Pull out each line of the listing below that contains the word "instance", and copy those lines unchanged.

----- Supplied data

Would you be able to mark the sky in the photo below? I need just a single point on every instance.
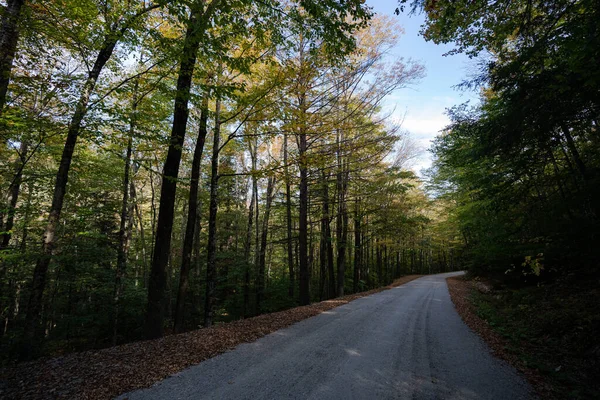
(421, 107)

----------
----- Supplied data

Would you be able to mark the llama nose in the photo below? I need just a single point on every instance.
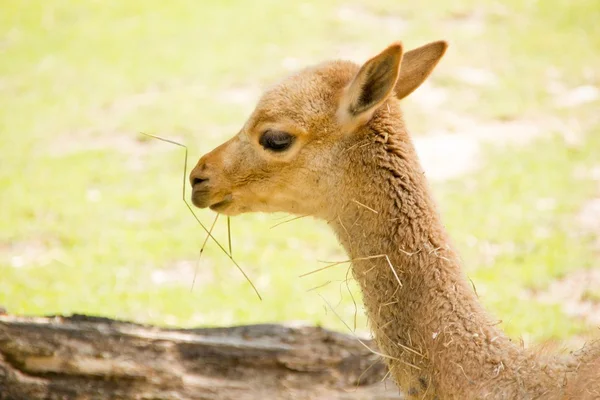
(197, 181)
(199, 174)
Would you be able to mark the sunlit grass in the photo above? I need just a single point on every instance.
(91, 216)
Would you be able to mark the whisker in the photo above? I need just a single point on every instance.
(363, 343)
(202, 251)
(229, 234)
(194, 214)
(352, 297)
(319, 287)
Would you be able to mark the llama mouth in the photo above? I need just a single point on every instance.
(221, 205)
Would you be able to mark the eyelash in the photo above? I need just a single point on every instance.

----------

▶ **Result for this exercise**
Would you be able to mark the sky in the photo below? I need just a single point on every instance.
Would you be able to mark the llama nose in the photo below? I need just a single point on every instance.
Would you be able to mark the sunlit grass in the photo above? I need just a single point on every instance.
Would you be able to mark the whisker in the photo above? I need just a single point on every instance.
Would you be able to mark the llama mouth in the photo above? I need just a single point on every instance.
Would you be able to mark the eyelash in the photo above? I need just a single point on every instance.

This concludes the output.